◆ Source excerpt

┄┄┄┄┄┄

Snake River Rafting on the Wild & Scenic River Act’s 50th Anniversary
Hells Canyon is one fitting place to fete the landmark act
I grip the gunwales of the aluminum dory as the boat slides toward our second Class IV rapid of the day. As the bow dips over the ledge and slams into the angry, green wave, I hold tight to keep from launching into the roiling river.
By the time we’re through the next green wave, I’m soaked from several gallons of 50-degree water. We turn back to watch the other four boats in our party disappear into the trough. They each make it through unscathed, along with the waterproof bags containing our sleeping bags, clothing, and food for the next three days. For now, we’re safe from what the guides behind OARS, the conservation-oriented rafting company leading this adventure, call an “unintentional inverted maneuver.”
The body of water I’m now wearing is the Snake River. I’m riding a 30-mile section north through Hells Canyon, the deepest river gorge in North America. Hells Canyon straddles the Oregon-Idaho border, right where Idaho’s Seven Devils Mountains splay their 9,000-foot peaks.
It’s late May when I visit, and the Hells Canyon Dam, where our journey began, is releasing excess water from spring snowmelt. That abundance of water results in what lead guide and expert dory oarsman Eric Shedd describes as “big yahoo rides.” Shedd is a dynamic, articulate spokesperson for the Snake River. He grew up in the area, and his father was an OARS rafting guide here. “I was born into this,” he says.
This stretch of the Snake is protected from development thanks to the National Wild and Scenic River Act, which this year is celebrating its 50th anniversary. The act, which President Lyndon B. Johnson signed into law in 1968, formally created the National Wild and Scenic Rivers System, which exists to protect rivers found to “possess outstandingly remarkable scenic, recreational, geologic, fish and wildlife, historic, cultural or other similar value.”

┄┄┄┄┄┄

◆ Supplied information

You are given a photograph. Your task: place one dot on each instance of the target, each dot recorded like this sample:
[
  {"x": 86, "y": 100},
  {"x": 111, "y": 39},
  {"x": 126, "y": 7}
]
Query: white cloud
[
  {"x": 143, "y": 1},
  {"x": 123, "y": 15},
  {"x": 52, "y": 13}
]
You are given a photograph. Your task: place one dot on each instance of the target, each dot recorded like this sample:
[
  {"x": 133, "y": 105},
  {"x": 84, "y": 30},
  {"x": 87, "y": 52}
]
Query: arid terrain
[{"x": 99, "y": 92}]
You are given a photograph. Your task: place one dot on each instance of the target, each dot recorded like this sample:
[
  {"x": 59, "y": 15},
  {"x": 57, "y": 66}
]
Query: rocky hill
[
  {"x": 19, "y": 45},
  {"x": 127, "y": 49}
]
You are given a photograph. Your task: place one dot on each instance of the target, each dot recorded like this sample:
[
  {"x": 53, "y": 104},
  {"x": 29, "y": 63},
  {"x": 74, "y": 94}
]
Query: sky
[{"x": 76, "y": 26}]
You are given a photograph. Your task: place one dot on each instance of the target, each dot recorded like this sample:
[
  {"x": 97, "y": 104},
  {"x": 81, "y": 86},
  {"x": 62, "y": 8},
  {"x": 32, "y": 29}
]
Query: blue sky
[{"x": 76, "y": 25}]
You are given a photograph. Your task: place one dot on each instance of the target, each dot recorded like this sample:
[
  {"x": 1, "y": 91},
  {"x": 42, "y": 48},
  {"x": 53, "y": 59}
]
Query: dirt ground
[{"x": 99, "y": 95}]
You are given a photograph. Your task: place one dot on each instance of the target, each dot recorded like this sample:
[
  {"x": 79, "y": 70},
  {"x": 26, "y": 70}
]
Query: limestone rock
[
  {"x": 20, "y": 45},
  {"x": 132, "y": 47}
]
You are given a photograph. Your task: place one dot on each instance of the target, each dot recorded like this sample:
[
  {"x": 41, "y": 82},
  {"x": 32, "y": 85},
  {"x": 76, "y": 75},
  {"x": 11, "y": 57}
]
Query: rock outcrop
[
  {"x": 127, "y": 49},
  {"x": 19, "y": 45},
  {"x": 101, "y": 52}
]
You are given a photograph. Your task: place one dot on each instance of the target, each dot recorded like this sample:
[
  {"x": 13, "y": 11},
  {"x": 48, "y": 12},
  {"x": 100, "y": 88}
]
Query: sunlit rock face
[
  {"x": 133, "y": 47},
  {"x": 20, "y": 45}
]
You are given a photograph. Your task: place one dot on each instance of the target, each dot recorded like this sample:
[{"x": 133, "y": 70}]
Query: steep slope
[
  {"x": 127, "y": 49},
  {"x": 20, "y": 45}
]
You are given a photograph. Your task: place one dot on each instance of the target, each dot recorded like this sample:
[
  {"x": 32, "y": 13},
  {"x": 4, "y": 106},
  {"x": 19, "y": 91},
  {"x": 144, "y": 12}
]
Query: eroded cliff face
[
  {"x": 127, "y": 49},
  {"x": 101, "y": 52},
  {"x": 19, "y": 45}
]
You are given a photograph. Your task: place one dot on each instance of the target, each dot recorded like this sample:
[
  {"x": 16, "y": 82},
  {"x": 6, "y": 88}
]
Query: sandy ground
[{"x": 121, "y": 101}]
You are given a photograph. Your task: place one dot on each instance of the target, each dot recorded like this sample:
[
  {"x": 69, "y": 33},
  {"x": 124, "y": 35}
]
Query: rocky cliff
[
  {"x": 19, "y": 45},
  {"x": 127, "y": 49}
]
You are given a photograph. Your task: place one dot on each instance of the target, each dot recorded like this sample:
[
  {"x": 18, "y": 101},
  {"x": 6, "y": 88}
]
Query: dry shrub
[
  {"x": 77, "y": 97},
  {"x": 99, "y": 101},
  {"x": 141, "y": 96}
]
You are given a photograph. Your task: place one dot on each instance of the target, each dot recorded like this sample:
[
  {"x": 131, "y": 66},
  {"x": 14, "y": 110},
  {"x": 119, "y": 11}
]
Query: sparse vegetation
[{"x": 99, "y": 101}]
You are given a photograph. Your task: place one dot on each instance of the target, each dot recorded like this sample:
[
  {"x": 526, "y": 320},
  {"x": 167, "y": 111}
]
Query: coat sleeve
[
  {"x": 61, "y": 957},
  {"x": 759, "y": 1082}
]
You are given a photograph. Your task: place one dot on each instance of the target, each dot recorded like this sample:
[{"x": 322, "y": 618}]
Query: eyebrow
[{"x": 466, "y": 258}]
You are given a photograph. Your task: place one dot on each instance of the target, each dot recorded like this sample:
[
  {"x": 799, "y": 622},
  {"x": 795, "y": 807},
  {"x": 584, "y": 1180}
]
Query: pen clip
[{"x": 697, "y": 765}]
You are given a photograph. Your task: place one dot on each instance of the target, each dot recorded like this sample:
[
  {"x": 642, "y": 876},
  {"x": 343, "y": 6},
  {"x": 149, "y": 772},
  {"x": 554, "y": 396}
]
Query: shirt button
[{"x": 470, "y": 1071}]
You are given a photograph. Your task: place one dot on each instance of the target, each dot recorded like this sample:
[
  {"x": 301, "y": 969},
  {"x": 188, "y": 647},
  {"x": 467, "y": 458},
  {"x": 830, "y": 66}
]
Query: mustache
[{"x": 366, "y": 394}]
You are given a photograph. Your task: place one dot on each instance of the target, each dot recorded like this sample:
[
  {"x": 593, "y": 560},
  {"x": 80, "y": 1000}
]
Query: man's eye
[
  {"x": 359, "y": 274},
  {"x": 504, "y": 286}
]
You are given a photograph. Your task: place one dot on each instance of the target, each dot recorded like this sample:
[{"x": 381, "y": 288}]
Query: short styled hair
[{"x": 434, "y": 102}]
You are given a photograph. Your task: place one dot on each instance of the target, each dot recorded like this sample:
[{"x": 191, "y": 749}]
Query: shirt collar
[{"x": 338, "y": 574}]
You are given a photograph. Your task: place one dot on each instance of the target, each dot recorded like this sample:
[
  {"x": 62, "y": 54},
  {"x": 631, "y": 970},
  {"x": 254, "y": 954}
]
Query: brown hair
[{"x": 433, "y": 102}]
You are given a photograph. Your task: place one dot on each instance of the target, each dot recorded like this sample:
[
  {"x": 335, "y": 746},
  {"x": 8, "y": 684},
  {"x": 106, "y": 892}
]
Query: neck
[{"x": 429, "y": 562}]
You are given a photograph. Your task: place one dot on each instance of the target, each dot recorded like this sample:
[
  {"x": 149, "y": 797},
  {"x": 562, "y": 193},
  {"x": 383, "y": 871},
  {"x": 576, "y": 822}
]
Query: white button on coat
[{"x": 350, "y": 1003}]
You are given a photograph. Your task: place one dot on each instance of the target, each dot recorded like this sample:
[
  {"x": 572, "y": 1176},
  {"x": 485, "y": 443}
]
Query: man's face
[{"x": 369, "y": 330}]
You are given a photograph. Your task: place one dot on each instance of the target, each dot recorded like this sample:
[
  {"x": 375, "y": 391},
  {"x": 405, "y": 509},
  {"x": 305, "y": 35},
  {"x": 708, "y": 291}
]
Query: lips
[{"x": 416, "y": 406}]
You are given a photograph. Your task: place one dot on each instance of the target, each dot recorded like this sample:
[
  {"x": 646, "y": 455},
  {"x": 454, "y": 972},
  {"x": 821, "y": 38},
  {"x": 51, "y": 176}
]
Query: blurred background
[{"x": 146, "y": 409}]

┄┄┄┄┄┄

◆ Objectives
1. Decide whether each statement below agrees with the passage on rafting the Snake River. For each, answer yes or no and quote the deciding words from the passage. (a) The trip covers a 30-mile section of the Snake River through Hells Canyon. (b) Eric Shedd's mother was an OARS rafting guide. (c) President Lyndon B. Johnson signed the act into law in 1978.
2. From the Snake River rafting passage, extract the text word for word, starting at "Snake River Rafting" and ending at "the roiling river.".

◆ Completed exercise
1.
(a) Yes: "I’m riding a 30-mile section north through Hells Canyon"
(b) No: "his father was an OARS rafting guide here"
(c) No: "The act, which President Lyndon B. Johnson signed into law in 1968"

2.
Snake River Rafting on the Wild & Scenic River Act’s 50th Anniversary
Hells Canyon is one fitting place to fete the landmark act
I grip the gunwales of the aluminum dory as the boat slides toward our second Class IV rapid of the day. As the bow dips over the ledge and slams into the angry, green wave, I hold tight to keep from launching into the roiling river.